[Your instructions]: Gather every line from the records below that contains the string "Write", and list those lines unchanged.

[Exercise input]:
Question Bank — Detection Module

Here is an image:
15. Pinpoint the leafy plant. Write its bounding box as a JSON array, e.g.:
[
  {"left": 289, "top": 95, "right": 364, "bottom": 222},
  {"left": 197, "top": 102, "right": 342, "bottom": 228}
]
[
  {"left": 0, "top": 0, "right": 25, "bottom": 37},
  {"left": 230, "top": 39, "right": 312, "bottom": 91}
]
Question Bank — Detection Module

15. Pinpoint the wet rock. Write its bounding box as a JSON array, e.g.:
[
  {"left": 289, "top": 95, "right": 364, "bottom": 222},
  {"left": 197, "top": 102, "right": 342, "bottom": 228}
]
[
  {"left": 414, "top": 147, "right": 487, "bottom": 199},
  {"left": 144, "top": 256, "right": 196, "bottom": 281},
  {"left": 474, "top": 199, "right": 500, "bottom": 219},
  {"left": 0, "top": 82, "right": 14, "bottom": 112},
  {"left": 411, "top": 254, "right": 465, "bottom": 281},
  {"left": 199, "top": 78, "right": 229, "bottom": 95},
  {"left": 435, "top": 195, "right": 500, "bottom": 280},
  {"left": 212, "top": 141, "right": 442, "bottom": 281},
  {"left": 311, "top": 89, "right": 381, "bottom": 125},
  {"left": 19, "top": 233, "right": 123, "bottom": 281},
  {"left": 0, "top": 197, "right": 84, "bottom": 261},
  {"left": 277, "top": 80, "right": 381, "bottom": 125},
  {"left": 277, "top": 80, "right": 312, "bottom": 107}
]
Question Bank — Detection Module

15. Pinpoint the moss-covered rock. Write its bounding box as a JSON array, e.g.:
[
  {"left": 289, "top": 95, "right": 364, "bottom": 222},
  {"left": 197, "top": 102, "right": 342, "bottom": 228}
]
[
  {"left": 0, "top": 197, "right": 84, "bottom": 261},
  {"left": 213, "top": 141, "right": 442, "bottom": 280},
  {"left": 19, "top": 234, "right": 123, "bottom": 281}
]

[Written response]:
15. Pinpoint the leafy plant. Write its bounding box as a JSON array, e.g.:
15. Pinpoint the wet rock. Write its bounding box as a JSON array, e.g.:
15. Pinpoint the moss-covered rock. Write its bounding box as a JSON array, e.g.:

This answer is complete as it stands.